• [Document excerpt]:
Keto Diet Supresses Cancer Growth in Mice
Mice fed on a keto diet alongside an anti-diabetic drug were found to have slower progression rates of squamous cell carcinoma (SCC) lung tumours. The keto diet, currently widely popular, minimises sugar and carbohydrate intake.
SCC is a type of cancer formed by the squamous cells that make up the epithelial layer of organs, including the lung and oesophagus. There are currently few treatments available for this cancer type. However, previous research has indicated that SCC cells rely heavily on glucose for their growth, much more so than other cancer types, which researchers suspected could provide a promising therapeutic target.
In contrast to other types of cancer, SCC was found to upregulate the genes p63 and SOX2. These genes code for the membrane protein GLUT1 that facilitates the transport of glucose into the cell. The glucose can then be broken down to provide energy for the cell in a process known as glycolysis. As SCCs appear to be heavily dependent on glucose, researchers aimed to investigate if depriving cells of glucose could prevent tumour growth.

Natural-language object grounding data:
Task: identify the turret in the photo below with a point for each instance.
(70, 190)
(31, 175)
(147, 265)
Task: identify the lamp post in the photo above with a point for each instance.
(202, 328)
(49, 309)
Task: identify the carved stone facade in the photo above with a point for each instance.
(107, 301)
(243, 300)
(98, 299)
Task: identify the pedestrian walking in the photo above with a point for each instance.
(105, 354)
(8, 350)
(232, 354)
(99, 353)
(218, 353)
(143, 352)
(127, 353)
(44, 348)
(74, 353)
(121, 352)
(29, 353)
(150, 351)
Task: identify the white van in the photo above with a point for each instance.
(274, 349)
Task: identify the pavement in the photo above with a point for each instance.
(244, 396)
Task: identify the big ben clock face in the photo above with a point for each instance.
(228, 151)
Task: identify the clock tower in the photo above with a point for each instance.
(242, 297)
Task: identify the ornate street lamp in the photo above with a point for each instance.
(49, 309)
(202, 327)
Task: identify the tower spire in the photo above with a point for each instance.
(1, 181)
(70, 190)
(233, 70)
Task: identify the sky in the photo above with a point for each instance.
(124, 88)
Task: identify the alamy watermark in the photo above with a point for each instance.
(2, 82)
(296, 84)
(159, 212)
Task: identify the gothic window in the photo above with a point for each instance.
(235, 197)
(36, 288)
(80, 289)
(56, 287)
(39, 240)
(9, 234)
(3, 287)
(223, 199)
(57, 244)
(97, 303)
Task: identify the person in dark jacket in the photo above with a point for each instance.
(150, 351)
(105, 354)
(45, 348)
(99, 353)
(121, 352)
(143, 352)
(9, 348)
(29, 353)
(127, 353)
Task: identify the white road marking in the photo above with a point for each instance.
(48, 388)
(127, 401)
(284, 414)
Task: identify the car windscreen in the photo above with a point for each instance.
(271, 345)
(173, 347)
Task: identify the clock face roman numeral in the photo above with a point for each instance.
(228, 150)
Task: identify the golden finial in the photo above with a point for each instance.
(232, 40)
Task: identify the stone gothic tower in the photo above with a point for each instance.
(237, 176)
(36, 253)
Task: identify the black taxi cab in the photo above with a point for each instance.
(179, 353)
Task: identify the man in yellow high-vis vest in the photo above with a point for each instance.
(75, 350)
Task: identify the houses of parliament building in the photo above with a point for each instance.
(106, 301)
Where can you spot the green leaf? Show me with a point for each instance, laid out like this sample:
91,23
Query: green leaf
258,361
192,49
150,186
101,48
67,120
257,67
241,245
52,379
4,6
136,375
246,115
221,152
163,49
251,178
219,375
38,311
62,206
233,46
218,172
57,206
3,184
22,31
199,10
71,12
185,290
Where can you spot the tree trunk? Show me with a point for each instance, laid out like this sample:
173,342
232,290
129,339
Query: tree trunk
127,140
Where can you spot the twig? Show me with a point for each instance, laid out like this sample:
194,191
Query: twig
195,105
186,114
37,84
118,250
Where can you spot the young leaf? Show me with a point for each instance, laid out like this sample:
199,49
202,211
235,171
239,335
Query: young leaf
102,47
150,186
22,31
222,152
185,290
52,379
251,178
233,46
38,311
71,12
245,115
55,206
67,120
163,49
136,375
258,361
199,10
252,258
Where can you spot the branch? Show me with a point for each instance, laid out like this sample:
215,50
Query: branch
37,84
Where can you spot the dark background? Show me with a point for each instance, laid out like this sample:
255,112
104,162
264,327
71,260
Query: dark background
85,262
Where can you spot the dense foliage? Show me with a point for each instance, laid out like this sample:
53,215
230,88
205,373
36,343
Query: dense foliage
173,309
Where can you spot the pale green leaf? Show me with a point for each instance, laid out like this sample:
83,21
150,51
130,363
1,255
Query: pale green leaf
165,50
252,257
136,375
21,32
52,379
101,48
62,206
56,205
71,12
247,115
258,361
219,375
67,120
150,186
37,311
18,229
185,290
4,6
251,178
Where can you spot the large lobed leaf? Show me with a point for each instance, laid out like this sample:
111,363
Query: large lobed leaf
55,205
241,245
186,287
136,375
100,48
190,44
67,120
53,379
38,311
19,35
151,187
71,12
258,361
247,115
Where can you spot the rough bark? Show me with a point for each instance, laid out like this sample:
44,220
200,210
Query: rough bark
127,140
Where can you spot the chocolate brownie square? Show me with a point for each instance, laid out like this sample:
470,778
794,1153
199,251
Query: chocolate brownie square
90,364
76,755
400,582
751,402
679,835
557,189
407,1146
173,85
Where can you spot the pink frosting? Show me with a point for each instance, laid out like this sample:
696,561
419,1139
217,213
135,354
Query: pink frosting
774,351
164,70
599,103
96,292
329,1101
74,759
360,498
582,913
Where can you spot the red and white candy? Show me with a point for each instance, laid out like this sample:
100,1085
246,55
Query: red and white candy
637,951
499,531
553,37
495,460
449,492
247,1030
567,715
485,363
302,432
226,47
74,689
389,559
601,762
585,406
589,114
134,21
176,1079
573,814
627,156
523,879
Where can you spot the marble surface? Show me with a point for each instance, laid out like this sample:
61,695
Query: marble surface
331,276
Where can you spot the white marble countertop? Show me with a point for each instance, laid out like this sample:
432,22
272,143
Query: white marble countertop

• [Required actions]:
(a) Extract the passage of the keto diet article from "Keto Diet Supresses" up to and including "promising therapeutic target.".
(b) Summarize the keto diet article in two sentences.
The data has no connection to the keto diet article.

• [Responses]:
(a)
Keto Diet Supresses Cancer Growth in Mice
Mice fed on a keto diet alongside an anti-diabetic drug were found to have slower progression rates of squamous cell carcinoma (SCC) lung tumours. The keto diet, currently widely popular, minimises sugar and carbohydrate intake.
SCC is a type of cancer formed by the squamous cells that make up the epithelial layer of organs, including the lung and oesophagus. There are currently few treatments available for this cancer type. However, previous research has indicated that SCC cells rely heavily on glucose for their growth, much more so than other cancer types, which researchers suspected could provide a promising therapeutic target.

(b) Mice fed a keto diet along with an anti-diabetic drug showed slower progression of squamous cell carcinoma (SCC) lung tumors, a cancer type with few available treatments. Because SCC cells appear to depend heavily on glucose for their growth, researchers set out to investigate whether depriving the cells of glucose could prevent tumor growth.